**WHAT IS BEING ASKED**
Exactly the line that contains "of the blue" and the lines following it to the end of the data are to be reproduced, and nothing more.
● ● ● ● ●
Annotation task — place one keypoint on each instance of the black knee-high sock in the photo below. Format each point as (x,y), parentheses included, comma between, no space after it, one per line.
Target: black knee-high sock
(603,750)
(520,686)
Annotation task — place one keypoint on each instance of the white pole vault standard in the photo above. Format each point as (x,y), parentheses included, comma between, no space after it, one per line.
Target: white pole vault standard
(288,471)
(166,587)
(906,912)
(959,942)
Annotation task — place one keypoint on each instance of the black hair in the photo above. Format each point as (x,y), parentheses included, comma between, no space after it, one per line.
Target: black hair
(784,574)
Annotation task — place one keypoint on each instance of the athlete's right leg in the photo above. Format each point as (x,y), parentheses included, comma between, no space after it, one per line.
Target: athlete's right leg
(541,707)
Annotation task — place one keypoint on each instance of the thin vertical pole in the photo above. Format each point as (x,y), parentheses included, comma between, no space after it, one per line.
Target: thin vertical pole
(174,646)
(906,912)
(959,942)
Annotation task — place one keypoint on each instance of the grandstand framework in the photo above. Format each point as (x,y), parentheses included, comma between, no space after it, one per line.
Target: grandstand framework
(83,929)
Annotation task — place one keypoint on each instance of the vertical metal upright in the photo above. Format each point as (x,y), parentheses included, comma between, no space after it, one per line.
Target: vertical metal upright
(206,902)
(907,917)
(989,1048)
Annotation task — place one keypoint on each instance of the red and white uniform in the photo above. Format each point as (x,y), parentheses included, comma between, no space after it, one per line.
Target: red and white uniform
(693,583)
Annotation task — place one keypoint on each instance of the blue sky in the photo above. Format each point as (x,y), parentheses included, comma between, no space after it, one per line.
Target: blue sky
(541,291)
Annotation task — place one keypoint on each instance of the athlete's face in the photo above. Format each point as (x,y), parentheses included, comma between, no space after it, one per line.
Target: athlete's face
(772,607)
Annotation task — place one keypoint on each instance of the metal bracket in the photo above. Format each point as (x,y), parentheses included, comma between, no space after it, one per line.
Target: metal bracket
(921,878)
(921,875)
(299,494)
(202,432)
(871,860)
● ● ● ● ●
**RESPONSE AREA**
Annotation task — place one keypoint on each instance of the blue sky in the photo above. Format each point as (x,y), parentheses included, comma between, no space after it, one per line.
Target: blue sky
(541,291)
Annotation task — place one keypoint on each instance of the athlete's face in the photo above. Format each point as (x,y), parentheses included, comma between, no space after it, one per line.
Target: athlete's face
(772,607)
Annotation task — place one keypoint on each instance of the metal bracket in the photo above. Format each point as (x,y), parentheses included, comma between, no space after it, one per line.
Target: metal bracket
(921,878)
(921,875)
(299,494)
(202,432)
(871,860)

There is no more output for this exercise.